YOUR GOAL:
Check each line of the entries below for the word "handle", and copy out the ones that have it.

MATERIAL FOR THE TASK:
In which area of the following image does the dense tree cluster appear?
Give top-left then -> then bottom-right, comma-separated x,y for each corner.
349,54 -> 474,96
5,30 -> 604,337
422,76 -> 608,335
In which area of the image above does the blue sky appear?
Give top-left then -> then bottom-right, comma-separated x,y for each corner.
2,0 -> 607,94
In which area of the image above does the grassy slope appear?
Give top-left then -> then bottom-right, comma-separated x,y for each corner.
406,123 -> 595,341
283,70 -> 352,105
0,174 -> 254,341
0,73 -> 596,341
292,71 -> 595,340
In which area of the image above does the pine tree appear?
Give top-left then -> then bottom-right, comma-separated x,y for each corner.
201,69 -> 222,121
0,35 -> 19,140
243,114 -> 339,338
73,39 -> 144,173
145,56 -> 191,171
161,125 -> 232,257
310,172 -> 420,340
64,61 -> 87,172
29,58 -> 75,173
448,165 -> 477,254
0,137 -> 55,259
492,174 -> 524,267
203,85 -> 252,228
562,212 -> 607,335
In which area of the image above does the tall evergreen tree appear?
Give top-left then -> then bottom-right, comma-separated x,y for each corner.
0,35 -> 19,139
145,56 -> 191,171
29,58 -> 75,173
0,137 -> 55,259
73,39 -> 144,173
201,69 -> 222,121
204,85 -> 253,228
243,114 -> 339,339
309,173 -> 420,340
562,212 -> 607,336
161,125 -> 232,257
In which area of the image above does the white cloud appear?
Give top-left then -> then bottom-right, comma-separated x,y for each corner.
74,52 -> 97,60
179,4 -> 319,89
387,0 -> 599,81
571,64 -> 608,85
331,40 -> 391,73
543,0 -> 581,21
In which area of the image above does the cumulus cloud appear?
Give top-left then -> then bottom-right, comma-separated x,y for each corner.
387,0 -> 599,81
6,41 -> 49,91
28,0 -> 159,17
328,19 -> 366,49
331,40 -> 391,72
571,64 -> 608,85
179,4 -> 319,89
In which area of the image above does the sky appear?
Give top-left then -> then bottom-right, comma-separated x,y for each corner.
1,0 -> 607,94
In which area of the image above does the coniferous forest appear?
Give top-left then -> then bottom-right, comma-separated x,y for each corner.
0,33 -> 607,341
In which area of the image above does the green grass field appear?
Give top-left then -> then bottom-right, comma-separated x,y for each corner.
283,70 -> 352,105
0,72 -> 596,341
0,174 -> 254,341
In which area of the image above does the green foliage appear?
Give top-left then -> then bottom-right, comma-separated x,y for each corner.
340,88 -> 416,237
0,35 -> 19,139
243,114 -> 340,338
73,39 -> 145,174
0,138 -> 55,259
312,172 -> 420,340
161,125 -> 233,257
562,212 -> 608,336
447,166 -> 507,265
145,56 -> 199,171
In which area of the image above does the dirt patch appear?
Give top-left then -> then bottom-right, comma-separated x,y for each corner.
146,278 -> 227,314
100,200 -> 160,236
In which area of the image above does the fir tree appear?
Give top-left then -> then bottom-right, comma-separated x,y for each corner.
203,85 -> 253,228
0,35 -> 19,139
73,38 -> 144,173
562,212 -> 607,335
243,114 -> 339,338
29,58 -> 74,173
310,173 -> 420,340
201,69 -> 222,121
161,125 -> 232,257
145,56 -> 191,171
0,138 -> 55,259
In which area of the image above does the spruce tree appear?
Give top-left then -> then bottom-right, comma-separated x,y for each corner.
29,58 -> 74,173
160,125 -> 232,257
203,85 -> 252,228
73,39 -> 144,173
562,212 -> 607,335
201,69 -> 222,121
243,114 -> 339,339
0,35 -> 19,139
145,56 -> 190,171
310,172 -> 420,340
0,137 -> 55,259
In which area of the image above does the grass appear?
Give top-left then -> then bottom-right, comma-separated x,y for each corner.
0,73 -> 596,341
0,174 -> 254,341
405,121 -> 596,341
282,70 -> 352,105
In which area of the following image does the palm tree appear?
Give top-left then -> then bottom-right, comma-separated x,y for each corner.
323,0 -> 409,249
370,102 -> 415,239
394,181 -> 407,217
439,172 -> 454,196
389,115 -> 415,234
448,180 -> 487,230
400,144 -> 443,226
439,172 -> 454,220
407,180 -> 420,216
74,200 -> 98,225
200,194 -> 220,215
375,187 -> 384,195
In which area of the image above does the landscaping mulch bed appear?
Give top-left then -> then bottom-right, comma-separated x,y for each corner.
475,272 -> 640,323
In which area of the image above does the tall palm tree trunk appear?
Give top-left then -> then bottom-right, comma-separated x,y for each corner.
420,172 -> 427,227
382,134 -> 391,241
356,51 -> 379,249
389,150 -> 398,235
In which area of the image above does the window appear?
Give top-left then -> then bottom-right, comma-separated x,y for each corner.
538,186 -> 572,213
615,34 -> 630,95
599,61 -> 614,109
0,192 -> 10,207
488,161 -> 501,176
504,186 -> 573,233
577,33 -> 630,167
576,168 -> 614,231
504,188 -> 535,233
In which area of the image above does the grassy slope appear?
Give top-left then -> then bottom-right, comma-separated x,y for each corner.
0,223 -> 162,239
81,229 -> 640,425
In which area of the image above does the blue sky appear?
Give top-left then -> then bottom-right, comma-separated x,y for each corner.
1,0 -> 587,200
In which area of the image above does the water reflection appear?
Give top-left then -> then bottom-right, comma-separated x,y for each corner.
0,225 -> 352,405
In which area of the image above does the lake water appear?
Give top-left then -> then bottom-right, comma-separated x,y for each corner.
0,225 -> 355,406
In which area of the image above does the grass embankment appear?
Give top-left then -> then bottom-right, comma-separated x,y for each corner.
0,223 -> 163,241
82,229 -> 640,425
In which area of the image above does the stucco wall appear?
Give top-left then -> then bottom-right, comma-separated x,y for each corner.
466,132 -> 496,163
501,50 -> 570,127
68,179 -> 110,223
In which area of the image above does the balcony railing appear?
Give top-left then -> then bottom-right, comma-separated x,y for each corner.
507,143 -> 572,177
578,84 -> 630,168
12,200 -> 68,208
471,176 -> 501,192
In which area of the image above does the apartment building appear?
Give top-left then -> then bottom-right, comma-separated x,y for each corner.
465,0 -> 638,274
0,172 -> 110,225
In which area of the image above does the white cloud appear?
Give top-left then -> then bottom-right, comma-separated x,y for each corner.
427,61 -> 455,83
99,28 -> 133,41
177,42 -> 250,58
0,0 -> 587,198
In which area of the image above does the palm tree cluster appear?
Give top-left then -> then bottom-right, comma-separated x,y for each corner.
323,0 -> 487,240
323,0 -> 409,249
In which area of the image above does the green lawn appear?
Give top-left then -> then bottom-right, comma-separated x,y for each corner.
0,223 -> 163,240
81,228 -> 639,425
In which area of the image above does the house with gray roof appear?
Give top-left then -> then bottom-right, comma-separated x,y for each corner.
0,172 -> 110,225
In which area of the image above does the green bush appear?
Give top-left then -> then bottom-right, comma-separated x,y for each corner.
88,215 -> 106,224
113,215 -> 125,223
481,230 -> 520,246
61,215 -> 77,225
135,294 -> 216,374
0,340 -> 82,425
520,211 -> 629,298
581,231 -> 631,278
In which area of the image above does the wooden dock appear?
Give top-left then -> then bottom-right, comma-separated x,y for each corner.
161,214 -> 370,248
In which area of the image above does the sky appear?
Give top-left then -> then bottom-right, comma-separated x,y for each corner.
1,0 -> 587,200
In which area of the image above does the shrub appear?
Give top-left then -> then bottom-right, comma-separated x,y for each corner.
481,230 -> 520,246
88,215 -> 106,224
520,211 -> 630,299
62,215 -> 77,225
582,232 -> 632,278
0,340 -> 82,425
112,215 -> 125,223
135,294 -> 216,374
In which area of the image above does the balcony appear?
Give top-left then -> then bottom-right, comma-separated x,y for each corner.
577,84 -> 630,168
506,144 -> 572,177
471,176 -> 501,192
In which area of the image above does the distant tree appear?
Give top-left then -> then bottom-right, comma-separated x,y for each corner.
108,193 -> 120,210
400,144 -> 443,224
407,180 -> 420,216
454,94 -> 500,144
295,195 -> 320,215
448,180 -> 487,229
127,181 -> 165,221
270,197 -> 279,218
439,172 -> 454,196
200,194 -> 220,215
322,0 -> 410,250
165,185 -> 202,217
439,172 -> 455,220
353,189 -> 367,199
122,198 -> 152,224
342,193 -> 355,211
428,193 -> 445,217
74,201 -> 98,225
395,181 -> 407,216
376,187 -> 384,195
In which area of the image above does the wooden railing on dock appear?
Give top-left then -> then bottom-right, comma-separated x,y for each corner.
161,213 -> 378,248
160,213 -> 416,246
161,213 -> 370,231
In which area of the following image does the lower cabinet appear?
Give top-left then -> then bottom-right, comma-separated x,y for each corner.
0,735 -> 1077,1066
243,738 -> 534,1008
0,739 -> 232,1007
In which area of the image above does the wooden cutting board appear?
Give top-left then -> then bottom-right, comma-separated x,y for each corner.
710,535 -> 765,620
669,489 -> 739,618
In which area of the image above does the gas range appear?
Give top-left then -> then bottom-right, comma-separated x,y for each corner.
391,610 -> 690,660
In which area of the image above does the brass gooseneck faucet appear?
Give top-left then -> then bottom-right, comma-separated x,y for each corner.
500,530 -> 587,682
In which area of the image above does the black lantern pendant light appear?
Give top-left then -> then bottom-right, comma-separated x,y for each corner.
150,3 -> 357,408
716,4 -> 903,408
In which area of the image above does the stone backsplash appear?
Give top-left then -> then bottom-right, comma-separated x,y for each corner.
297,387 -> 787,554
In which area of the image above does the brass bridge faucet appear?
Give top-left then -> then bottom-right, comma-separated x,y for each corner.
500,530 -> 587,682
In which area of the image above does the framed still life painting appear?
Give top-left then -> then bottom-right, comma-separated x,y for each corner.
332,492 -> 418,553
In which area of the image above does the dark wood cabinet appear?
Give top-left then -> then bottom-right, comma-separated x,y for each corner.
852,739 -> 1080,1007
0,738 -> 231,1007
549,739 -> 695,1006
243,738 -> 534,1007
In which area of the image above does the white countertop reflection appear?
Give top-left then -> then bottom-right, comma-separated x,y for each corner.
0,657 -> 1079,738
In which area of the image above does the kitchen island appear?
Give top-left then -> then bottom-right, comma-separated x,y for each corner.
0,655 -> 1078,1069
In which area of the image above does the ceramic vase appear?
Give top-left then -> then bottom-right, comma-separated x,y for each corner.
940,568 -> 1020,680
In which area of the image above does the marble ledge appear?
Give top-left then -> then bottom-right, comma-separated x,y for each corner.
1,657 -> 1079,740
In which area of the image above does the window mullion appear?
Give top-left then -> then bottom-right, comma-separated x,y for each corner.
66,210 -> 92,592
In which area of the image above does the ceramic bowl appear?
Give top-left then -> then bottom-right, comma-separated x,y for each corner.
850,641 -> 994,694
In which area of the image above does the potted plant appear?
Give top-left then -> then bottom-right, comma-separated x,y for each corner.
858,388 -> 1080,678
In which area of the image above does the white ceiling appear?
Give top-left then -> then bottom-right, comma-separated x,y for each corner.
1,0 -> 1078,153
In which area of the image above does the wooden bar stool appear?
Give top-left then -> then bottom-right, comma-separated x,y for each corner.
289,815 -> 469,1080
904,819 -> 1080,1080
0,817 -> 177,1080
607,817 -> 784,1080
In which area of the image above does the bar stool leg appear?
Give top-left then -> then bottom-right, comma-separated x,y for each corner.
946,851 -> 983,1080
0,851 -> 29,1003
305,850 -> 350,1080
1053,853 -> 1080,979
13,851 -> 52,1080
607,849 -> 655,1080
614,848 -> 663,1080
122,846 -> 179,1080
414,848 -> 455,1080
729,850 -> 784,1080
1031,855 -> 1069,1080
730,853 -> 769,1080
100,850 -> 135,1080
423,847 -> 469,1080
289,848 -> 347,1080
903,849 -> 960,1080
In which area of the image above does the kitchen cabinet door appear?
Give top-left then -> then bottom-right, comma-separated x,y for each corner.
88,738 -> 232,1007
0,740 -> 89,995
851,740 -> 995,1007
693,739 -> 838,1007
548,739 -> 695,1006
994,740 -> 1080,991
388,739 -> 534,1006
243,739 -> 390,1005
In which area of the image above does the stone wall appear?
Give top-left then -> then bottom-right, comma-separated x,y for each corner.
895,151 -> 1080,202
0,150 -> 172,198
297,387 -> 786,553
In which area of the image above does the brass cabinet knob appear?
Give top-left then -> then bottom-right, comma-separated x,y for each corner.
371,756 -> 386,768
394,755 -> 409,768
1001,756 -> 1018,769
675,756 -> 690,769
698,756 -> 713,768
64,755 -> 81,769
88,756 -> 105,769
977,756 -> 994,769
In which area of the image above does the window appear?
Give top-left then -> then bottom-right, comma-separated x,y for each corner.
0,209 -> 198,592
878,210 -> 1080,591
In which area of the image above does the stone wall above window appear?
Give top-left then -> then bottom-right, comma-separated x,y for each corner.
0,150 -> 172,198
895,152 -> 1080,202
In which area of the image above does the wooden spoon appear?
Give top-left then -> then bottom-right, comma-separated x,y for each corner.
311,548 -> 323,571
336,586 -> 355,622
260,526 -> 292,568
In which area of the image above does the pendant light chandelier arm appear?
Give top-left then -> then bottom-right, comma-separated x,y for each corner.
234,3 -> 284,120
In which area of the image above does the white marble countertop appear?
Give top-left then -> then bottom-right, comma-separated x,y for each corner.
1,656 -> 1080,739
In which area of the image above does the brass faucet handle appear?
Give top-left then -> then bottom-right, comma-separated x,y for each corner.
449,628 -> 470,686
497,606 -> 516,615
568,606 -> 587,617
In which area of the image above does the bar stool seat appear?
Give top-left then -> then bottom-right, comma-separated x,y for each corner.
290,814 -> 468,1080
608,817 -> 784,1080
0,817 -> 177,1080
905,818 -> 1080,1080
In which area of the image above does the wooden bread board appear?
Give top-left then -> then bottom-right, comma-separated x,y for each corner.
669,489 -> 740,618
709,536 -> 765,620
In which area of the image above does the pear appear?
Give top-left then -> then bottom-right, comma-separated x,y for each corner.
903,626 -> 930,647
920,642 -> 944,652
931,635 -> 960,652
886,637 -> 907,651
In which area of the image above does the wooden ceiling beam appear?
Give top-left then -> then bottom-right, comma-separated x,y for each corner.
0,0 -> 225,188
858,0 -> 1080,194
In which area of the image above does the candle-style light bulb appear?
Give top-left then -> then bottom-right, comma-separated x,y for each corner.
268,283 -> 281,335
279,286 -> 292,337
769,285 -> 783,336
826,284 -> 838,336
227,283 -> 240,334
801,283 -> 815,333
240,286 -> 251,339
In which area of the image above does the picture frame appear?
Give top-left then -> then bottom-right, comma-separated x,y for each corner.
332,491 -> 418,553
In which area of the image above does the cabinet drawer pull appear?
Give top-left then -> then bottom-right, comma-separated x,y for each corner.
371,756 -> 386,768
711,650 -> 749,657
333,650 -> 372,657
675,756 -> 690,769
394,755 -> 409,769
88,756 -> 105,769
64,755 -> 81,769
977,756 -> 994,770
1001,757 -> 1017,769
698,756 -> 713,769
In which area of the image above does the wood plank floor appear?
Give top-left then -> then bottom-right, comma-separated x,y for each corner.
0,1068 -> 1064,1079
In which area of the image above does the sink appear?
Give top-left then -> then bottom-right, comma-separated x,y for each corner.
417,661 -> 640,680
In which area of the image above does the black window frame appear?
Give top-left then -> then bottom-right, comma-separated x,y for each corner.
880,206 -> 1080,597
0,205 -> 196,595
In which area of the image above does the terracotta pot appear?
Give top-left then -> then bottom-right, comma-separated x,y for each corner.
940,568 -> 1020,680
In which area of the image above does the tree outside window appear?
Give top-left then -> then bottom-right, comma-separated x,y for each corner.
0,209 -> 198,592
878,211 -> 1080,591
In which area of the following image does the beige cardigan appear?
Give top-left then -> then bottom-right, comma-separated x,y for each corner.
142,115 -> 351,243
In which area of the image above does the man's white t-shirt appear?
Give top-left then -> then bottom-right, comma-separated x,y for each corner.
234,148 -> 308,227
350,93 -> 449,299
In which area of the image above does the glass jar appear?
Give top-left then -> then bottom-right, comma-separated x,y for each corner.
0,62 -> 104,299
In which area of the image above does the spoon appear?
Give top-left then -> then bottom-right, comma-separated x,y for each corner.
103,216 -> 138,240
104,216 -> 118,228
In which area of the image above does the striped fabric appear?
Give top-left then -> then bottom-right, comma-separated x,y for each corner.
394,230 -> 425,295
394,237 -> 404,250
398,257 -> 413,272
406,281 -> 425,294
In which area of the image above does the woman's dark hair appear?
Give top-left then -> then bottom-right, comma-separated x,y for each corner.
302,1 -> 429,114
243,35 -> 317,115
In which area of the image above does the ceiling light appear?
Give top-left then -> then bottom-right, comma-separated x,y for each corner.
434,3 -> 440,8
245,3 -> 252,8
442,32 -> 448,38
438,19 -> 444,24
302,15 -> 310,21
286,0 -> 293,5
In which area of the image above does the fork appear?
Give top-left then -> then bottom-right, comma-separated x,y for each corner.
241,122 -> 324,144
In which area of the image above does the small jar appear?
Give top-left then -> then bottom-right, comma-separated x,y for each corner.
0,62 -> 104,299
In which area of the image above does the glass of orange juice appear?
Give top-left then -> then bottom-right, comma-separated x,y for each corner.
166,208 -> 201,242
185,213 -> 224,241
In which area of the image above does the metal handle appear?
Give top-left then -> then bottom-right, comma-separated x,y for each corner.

TASK OUTPUT:
In which area of the image above does the brass faucet handle appear?
In which area of the image above does the metal handle appear?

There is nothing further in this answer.